Image-grounded pointing data
################
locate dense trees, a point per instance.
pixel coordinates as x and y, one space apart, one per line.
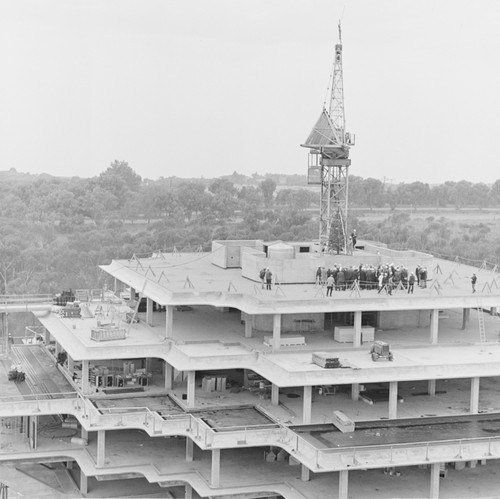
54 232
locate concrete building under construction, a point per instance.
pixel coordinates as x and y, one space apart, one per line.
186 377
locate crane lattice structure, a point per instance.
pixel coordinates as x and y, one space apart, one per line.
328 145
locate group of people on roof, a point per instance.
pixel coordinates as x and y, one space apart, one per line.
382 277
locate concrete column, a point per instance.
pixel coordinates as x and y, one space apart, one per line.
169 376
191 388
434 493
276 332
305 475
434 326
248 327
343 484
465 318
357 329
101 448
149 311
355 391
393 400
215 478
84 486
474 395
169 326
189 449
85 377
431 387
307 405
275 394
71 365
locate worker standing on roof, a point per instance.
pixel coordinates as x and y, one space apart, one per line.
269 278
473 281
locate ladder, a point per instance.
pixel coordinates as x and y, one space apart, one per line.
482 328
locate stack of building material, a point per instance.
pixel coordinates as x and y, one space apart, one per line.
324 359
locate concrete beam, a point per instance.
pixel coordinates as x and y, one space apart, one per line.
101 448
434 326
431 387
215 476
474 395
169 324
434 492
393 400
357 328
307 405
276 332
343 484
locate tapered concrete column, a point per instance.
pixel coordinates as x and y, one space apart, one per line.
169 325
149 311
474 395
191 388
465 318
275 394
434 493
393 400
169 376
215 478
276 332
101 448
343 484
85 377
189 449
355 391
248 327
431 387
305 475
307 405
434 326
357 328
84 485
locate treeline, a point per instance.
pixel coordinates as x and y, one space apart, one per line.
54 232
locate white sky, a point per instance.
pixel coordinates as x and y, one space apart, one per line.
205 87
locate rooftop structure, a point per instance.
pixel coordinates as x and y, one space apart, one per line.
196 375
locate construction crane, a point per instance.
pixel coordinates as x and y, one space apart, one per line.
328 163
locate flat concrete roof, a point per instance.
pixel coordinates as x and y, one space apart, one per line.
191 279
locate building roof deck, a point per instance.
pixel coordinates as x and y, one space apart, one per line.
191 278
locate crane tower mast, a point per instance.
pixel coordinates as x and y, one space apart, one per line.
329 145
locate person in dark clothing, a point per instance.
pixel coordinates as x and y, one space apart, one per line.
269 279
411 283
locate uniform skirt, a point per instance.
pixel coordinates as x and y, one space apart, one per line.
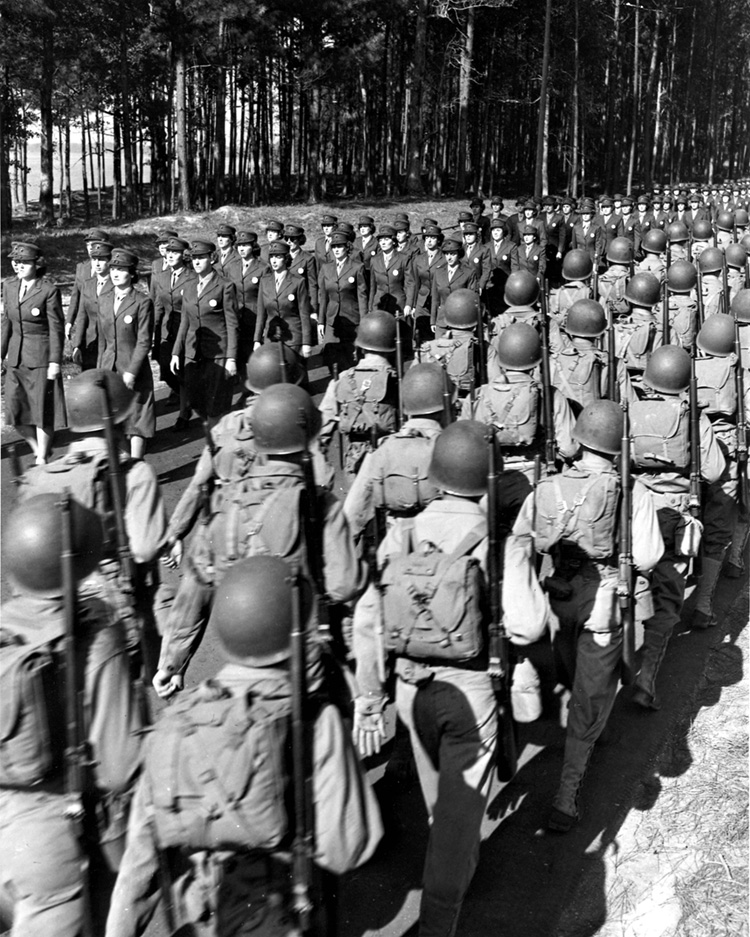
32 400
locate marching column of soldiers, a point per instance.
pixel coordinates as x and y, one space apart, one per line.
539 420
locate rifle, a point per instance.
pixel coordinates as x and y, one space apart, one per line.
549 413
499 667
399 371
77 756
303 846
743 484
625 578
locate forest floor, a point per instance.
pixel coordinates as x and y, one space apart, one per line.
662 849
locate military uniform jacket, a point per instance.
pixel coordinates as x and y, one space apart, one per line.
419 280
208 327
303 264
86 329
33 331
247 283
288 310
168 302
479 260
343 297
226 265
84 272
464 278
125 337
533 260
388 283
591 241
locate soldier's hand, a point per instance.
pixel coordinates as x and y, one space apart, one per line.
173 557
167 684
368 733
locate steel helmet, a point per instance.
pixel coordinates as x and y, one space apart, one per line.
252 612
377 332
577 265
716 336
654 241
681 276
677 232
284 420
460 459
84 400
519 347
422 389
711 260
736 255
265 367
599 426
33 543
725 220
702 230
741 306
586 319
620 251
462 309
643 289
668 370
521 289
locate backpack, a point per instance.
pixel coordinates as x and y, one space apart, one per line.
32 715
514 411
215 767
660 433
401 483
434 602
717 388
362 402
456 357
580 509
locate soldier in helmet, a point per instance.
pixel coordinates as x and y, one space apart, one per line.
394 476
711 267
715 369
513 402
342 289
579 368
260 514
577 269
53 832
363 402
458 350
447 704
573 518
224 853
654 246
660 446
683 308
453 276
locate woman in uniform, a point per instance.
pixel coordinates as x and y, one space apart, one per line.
################
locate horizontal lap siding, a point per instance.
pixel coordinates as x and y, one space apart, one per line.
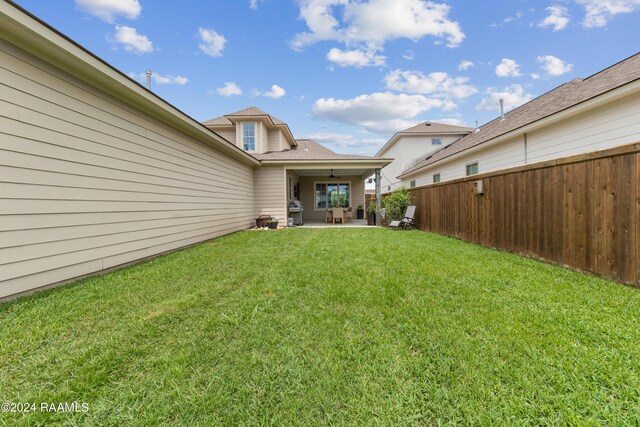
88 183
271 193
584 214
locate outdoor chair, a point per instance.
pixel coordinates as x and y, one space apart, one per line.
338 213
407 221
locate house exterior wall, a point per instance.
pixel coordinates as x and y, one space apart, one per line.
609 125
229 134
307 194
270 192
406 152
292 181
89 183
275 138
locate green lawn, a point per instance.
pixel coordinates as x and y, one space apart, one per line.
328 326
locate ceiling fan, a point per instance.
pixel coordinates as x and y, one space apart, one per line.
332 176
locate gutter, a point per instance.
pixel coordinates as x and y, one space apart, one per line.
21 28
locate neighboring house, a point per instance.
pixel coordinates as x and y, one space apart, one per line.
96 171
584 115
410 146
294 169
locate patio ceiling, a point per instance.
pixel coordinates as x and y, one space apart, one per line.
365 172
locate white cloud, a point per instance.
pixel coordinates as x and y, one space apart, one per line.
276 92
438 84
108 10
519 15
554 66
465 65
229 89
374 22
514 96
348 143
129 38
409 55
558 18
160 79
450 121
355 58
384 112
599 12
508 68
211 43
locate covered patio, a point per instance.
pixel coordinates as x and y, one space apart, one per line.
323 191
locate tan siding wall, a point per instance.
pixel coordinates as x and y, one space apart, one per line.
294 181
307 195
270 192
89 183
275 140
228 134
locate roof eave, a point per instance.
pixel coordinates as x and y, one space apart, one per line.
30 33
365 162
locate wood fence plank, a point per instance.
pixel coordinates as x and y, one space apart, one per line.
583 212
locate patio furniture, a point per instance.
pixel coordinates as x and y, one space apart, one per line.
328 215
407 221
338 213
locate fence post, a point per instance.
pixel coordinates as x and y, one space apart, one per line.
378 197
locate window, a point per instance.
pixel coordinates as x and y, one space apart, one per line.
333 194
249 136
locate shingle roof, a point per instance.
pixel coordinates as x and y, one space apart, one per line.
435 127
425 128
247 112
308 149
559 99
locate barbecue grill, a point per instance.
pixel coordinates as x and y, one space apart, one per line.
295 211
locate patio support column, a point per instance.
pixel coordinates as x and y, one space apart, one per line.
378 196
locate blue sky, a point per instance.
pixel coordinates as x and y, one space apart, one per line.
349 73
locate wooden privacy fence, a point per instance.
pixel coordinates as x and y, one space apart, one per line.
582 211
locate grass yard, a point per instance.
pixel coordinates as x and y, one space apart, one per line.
################
### WORK ITEM
Would you restate, exactly and with no pictures, the lines of the entries above from the one containing "locate dense trees, a point per instance." through the one containing "locate concrete beam, a point per instance."?

### ANSWER AREA
locate dense trees, a point per instance.
pixel coordinates as x and y, one space apart, one per line.
54 232
locate concrete building under construction, a point per instance.
pixel coordinates as x and y, one space apart, one per line.
186 377
locate crane lattice structure, a point per instance.
pixel coordinates as x and y, one space apart, one per line.
328 145
locate group of people on roof, a point per instance.
pixel coordinates as x and y, one space apart, one per line.
382 277
locate concrete column, a point per instance.
pixel coordinates as x and y, one space apart, one per line.
169 376
191 388
434 493
276 332
305 475
434 326
248 327
343 484
465 318
357 329
101 448
149 311
355 391
393 400
215 478
84 486
474 395
169 326
189 449
85 377
431 387
307 405
275 394
71 365
locate worker standing on roof, a point per instance.
pixel coordinates as x and y, one space apart, one per line.
269 278
473 281
locate ladder, a point per instance.
pixel coordinates as x and y, one space apart, one per line.
482 328
locate stack of building material, a point per instance.
pixel coordinates as x and y, one space apart, one per line.
324 359
locate concrete beam, a point per instance.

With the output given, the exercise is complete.